With the listing in front of you, retype it exactly.

**** Data excerpts ****

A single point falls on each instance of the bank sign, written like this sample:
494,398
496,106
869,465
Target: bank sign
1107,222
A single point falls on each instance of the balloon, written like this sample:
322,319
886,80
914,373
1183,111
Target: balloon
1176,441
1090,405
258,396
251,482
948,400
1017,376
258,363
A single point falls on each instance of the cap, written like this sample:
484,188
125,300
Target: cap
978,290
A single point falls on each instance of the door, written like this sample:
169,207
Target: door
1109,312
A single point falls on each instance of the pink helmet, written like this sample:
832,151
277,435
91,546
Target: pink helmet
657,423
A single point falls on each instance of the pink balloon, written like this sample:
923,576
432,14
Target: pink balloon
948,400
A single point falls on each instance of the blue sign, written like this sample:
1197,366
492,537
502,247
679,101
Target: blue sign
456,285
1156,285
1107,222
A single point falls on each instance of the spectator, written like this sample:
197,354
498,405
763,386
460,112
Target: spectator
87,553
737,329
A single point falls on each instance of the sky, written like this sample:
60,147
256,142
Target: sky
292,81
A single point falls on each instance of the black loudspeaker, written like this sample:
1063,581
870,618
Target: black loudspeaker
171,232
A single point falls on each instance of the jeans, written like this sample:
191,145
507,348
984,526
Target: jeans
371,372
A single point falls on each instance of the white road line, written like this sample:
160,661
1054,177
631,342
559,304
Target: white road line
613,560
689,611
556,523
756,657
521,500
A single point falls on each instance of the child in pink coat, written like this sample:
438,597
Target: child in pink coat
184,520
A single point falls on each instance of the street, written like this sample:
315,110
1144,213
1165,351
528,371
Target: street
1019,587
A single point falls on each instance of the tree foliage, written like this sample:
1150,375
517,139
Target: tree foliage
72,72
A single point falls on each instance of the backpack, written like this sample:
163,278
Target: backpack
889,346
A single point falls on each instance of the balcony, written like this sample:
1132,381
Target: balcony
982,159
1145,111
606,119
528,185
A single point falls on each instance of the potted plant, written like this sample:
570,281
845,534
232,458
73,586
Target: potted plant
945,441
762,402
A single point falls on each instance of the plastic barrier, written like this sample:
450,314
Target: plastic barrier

****

## Answer to this problem
A single point falls on each instance of the bank sign, written like this sample:
494,398
496,106
869,465
Target: bank sign
1107,222
A single point falls on each instance of the balloon, written like this sample:
322,319
886,80
914,373
1183,111
Target: balloon
1176,441
1090,405
258,396
251,482
948,400
1017,376
258,363
A single point falls on each instance of the cap, written like this sample:
484,188
125,300
Target: cap
978,290
A single point falls on each instance of the door, written like this sample:
169,207
Target: door
1109,312
A single point falls on each instance of the pink helmet, written like this sample:
832,151
277,435
91,546
Target: pink helmet
657,423
A single point falls on each instance of the pink balloon, written like this sample:
923,576
432,14
Target: pink balloon
948,400
A single point falls on each instance of the blue sign, written like this sample:
1197,366
492,537
502,247
679,101
Target: blue sign
456,285
1156,285
1107,222
A single point falls on each instance of the spectator, written like this sample:
197,354
498,405
763,386
460,112
Target: spectator
87,553
737,329
A single point falls on each instance of the sky, written like this sample:
60,147
256,142
Target: sky
292,81
A single point falls on each instance of the black loudspeaker, written like this sample:
1063,581
870,618
Target: black loudspeaker
171,232
A single point falls on each instance of the jeans, written like this sample:
191,145
507,348
984,526
Target: jeans
371,372
A single point falls on each instance of the white road line, written like this sample:
160,661
1054,177
631,342
559,304
Target: white road line
613,560
689,611
556,523
756,657
521,500
A single point falls on each instance of the child in pink coat, written like this sample:
438,597
Target: child in pink coat
184,520
A single point falls on each instance of the street, written like this sample:
315,110
1144,213
1165,351
528,371
Target: street
1019,587
A single point falls on each instance of the tree foliage, written like this sample:
1150,375
517,139
Target: tree foliage
72,72
A single point falls on each instance of the backpack, written like this sample:
163,278
Target: backpack
889,346
A single point falls on each instance of the balcony, written like this sample:
1132,381
Target: balcony
982,159
1145,111
606,119
528,185
A single point falls on each instance of the potted plant, written like this sample:
570,281
845,534
232,458
73,586
Target: potted plant
945,441
762,402
A single point falls on each instance of the plastic barrier, written like this sample:
450,314
Target: plastic barrier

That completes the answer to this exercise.